* What the task requires
In the records below, rewrite everything from the line containing "Challenge: find the flint" down to the end of the records as a numbered list, leaving out any blank lines.

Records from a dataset
....

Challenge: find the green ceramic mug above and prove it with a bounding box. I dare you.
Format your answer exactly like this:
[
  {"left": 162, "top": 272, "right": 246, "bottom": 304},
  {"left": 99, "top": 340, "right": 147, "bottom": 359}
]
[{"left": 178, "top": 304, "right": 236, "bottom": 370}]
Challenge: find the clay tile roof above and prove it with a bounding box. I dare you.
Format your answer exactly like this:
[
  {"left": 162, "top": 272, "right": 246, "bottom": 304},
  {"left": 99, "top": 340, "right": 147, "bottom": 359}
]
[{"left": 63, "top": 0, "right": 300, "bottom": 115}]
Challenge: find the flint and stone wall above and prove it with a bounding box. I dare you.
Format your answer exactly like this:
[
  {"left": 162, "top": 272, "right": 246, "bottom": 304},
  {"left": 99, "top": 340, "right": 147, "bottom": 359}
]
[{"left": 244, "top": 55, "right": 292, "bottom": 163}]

....

* Result of this task
1. Challenge: find the flint and stone wall above and prove it with a bounding box. I dare you.
2. Format your answer exactly like this:
3. [
4.   {"left": 162, "top": 272, "right": 246, "bottom": 304},
5.   {"left": 99, "top": 340, "right": 147, "bottom": 359}
6. ]
7. [{"left": 244, "top": 55, "right": 292, "bottom": 163}]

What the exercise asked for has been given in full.